■ **EXERCISE OBJECTIVE**: The records are to be copied exactly and in full.

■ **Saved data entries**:
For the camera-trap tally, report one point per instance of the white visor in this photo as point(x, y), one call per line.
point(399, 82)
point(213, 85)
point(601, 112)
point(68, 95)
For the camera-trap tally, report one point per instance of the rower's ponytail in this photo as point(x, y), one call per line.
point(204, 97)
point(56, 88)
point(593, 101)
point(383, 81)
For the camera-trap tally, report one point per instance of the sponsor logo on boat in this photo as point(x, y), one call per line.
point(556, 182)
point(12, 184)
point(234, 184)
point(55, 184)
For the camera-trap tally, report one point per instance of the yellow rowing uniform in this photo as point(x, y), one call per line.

■ **THE COMPLETED TASK**:
For the camera-trap tally, report one point per instance of the white visor in this photo as point(x, y), one call per line.
point(399, 82)
point(213, 85)
point(601, 112)
point(68, 95)
For the camera-trap tally, report one point per instance of the rower's ponytail in this photo as point(x, y), one call per line.
point(204, 97)
point(56, 88)
point(593, 101)
point(383, 81)
For the camera-trap tally, report one point per instance of the sponsor logo on boat in this photo as point(x, y), one call per line.
point(556, 182)
point(12, 184)
point(234, 184)
point(55, 184)
For the camera-trap tally, report one point per instance of the yellow rowing uniform in this photo as point(x, y), one call per line.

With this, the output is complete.